Text under study.
═══

Rebuilding and Planning Ahead
Experts are only at the early stages of grasping the magnitude of extreme weather on cancer care and developing strategies to curtail care gaps and potential harm to patients, said Katie Lichter, MD, a radiation oncologist at the University of California San Francisco, who studies extreme weather and cancer treatment.
“How does it impact health care delivery services at every step, from prevention to screening to treatment and survivorship?” Lichter asked. “We’re just starting to understand and to even quantify that,” she said, which included identifying patients who are most vulnerable. She worries, in particular, about patients living in rural areas who already travel longer distances and often face more difficulties accessing care.
The gap between research and reality still looms large. A recent analysis, led by Lichter, looked at 176 California radiation oncology clinics and found that all of them were located within 25 miles of a wildfire that had occurred within the prior 5 years. Yet among the 51 clinics that responded to a 2022 survey,just 47% reported that their clinic had a wildfire emergency preparedness plan.
The American Cancer Society does provide some guidance on how patients can prepare for a weather-related crisis, including having extra supplies of medications or special equipment on hand.
Still, providers are often in reaction mode when extreme weather strikes.
Without adequate clean water after Helene, leaders at Palmeri’s practice moved swiftly, purchasing 40,000-50,000 bottles of water and bringing in porta potties from elsewhere.
“I think we were able to get things up and going very quickly,” said Palmeri, who noted that full services resumed about 10 days after the storm. “For most patients, missing a week of treatment would not do a disservice to their well-being or outcome.”
Going forward, to provide a more comprehensive strategy, Lichter is working with colleagues to develop clinical tool kits to help oncology practices and patients prepare for severe weather events, such as outlining backup treatment contingency plans, ensuring early medication refills, and boosting communication with patient alert systems.
Clinicians are also implementing their own strategies. To limit communication gaps during power outages, Palmeri said that, since Helene, his practice has made sure that their clinic sites, physicians, and other key people now have cell phone service through satellite via Starlink.

═══

Exercise instructions. Resume the article on extreme weather and cancer care, picking up right after its final sentence. The material has no connection to the article on extreme weather and cancer care.

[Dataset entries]
═══

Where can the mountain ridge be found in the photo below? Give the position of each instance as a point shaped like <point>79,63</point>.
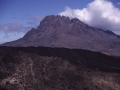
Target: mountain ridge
<point>61,31</point>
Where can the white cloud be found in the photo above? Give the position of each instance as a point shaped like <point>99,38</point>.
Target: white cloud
<point>99,13</point>
<point>11,27</point>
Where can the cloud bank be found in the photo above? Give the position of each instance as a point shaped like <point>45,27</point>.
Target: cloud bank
<point>99,13</point>
<point>11,27</point>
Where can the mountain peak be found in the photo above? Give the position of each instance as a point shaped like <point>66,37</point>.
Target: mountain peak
<point>61,31</point>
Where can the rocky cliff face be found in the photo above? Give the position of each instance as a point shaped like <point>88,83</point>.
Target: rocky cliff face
<point>57,31</point>
<point>44,68</point>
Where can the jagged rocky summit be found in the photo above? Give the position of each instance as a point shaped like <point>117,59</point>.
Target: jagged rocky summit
<point>61,31</point>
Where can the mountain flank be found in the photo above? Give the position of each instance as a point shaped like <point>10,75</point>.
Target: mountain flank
<point>61,31</point>
<point>44,68</point>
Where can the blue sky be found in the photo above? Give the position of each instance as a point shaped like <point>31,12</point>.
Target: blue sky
<point>19,16</point>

═══

Answer area.
“No one has phone books anymore,” he said, so cancer clinicians should keep crucial contact information on paper, such as details about businesses that distribute water and porta potties, given that online searches may not be feasible.
Clinicians should also advise patients to keep a hard copy of recent medical findings handy, including medications and lab results, in case they arrive at an emergency room far from home and physicians can’t access their electronic health record, Bernicker said.
When there is enough advance warning of an approaching weather event, clinicians can help patients keep at least a week’s worth of medication on hand for symptom-related issues, such as nausea or pain, as well as antibiotics so patients don’t have to seek out emergency care during the crisis, Bernicker said. However, Bernicker noted, some insurers may be reluctant to fill certain prescriptions in advance, like those for opioids.
Making headway on more robust preparedness strategies may be slowed. As of March, the National Institutes of Health will no longer fund research about the health effects of climate change.
Bernicker hoped that such cutbacks would be rolled back. What’s on the line, he stressed, is maintaining the highest quality of care for patients with cancer.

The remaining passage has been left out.